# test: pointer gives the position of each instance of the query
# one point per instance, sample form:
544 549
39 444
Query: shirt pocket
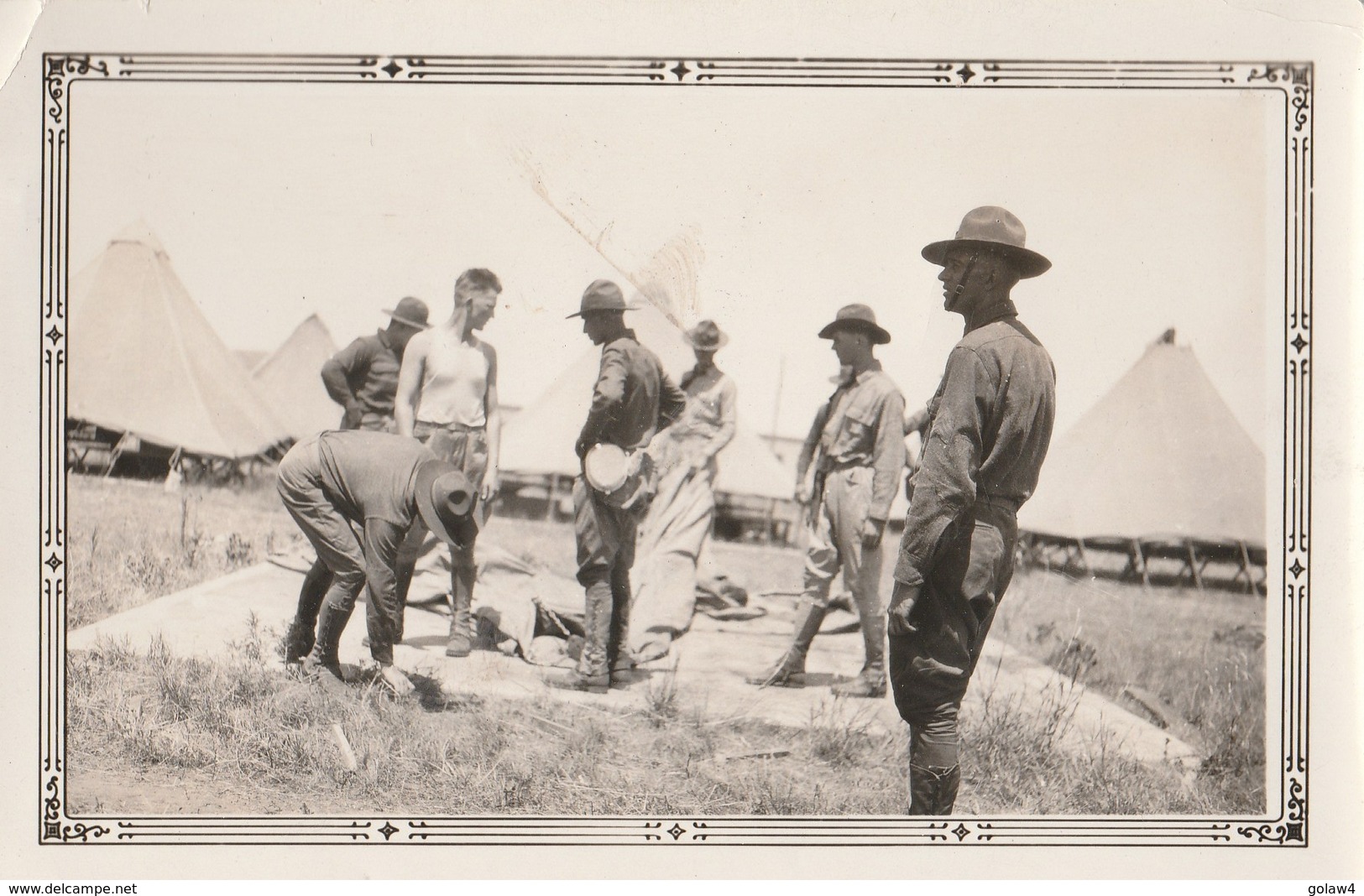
858 430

········

(Task prompt): Gather all lines with the string "instance" from the data.

(Task response):
# test: pointer gives the position of each instance of the query
# one point per instance, sample form:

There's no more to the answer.